== Passage provided ==
※
Beamed Up (and Beamed Down)

Fire in the Sky never doubts Travis Walton’s story, that he was abducted by aliens over five days before being returned. Anyone questioning these events is presented as a villain, overly aggressive, and smug. To this movie, everything is true.

If Walton’s recounting is authentic, then he’s unlucky – a blue collar worker in Arizona, under-educated, and at the time of his abduction, in need of money for his various business ideas. In Hollywood, the chainsaw-using, pick-up truck driving logger is either comedic foil or enemy. Here, Walton becomes an empathetic protagonist.

Trying to amplify the already unreal dims Fire in the Sky’s credibility

The script takes liberties; all adapted stories do. For Fire in the Sky, that’s unfortunate. Producers felt the kidnapping wasn’t fantastic enough for the screen, as if being beamed aboard a UFO is somehow dull. Being realistic in their visuals, movies have the ability to penetrate the mass public more than a book, news story, or TV interview. Trying to amplify the already unreal dims Fire in the Sky’s credibility.

Robert Patrick takes the lead against stock antagonists, the government authorities from out of state who refuse to believe, even after administering a polygraph test. The fight becomes the poor working men against an egotistical detective, utterly derivative and pedestrian.

Walton is the key. As he goes missing for days, Fire in the Sky lingers around Patrick who slowly loses his patience and already strained family defending Walton. It’s rarely captivating material. By the third act, as Walton’s memories return, Fire in the Sky begins a special effects flurry, including animatronic aliens, spaceship interiors, and freakish experimentation.

Therein lies the challenge, whether audiences buy Walton’s account or not. Fire in the Sky never gives that choice and in engaging with the surreal visuals so definitively, locks in that decision for the viewer. There’s no mystery or nuance, no deep, insightful perspectives, and no doubt. Typically branded as society’s kooks, those who claim abduction and probing rarely have such an opportunity to have their side told on screen. Walton is lucky, even if the blatant one-sided viewpoint lacks reliability.

Video

Shout/Scream Factory’s packaging doesn’t include a note about the master, but the results deliver. This is clearly a fresh scan, and close to if not from the negative. Spectacular sharpness and detail in droves make Fire in the Sky look new. It’s a spotless print, naturally preserved with the grain intact and well resolved. A few exceptions in smokier photography aside, this is transparent to the source.
※
(Labeled region records)
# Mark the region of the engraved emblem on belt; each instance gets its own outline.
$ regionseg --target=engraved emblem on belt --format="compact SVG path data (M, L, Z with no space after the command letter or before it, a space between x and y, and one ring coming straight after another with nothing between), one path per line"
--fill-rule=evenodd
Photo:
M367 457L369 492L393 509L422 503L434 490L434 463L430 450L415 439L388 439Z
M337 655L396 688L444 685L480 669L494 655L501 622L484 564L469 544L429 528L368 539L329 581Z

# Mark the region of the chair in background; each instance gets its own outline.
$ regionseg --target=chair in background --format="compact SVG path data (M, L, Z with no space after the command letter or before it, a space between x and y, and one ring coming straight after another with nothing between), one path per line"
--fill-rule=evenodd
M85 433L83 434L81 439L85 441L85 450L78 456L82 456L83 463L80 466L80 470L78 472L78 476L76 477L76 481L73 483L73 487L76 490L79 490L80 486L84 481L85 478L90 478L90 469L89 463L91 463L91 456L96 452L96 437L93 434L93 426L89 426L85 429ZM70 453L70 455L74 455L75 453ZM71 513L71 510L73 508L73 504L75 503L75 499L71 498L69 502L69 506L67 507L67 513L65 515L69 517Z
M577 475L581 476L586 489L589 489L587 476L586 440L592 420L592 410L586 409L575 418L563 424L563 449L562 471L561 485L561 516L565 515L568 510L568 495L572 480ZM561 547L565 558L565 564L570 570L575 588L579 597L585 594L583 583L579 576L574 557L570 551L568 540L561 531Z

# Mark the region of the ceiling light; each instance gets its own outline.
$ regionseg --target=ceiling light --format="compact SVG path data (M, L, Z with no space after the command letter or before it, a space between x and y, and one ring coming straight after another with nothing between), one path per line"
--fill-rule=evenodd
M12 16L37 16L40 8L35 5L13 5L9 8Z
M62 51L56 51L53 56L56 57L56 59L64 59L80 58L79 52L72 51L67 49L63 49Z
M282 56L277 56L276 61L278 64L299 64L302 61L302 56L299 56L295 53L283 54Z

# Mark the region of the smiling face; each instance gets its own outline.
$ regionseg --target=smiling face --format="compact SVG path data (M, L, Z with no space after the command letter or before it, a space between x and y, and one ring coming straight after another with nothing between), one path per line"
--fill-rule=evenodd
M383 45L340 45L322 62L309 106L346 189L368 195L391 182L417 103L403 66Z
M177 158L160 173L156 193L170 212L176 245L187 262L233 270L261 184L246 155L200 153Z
※
== Tasks to carry out ==
a. Reproduce the passage of the Fire in the Sky review between "Fire in the Sky never doubts" and "an empathetic protagonist.", inclusive.
b. According to the closing paragraph of the Fire in the Sky review, why is Walton lucky?
c. Pick up the Fire in the Sky review after its final sentence and keep writing.

== Task-by-task answers ==
a.
Fire in the Sky never doubts Travis Walton’s story, that he was abducted by aliens over five days before being returned. Anyone questioning these events is presented as a villain, overly aggressive, and smug. To this movie, everything is true.

If Walton’s recounting is authentic, then he’s unlucky – a blue collar worker in Arizona, under-educated, and at the time of his abduction, in need of money for his various business ideas. In Hollywood, the chainsaw-using, pick-up truck driving logger is either comedic foil or enemy. Here, Walton becomes an empathetic protagonist.

b. People who claim abduction and probing are typically branded as society's kooks and rarely get the chance to have their side told on screen. Walton gets that chance in this film.

c.
Splendid color reproduction pumps up primaries to dazzling peaks, if never so far as to render them unnatural. A slight warmth in flesh tones looks appealing.

Intense black levels do leave behind crush. That’s on the source material though, not this disc. Characters enjoy retreating into darker corners. No surprise then the depth is helped by the rich, bold contrast (begging for an HDR presentation in the future). Sunlight flows across the frame, and lights, whether from UFOs or diner neons, shine gorgeously.

Audio

Fire in the Sky begins its aural life with a wild truck careening around the frame, rushing to the sides and panning through the rears. Helicopters fly by flawlessly. The full width of this 5.1 track is substantial, and it sounds every bit the early ’90s, when the tech was new, showing off the ability to surround an audience. This mix, assuming it’s new, preserves that aggressive spacing.

Bass doesn’t come through quite as clean. Muddy low-end pushes through the subwoofer loosely, rumbling if lacking force. Trees fall and create a minor bump as they land.

Extras

A foursome of new interviews include director Robert Lieberman, composer Mark Isham, plus actors D.B. Sweeney and Robert Patrick. A photo gallery and trailer mark the endpoint.

Full disclosure: This Blu-ray was provided to us for review. This has not affected the editorial process. For information on how we handle review material, please visit our about us page to learn more.

Fire in the Sky
  • Video
  • Audio
  • Extras
3

Movie

Capably presenting the doubt, the mystery, and the tension of the unexplainable, Fire in the Sky is an interesting one-sided take on UFO mythos.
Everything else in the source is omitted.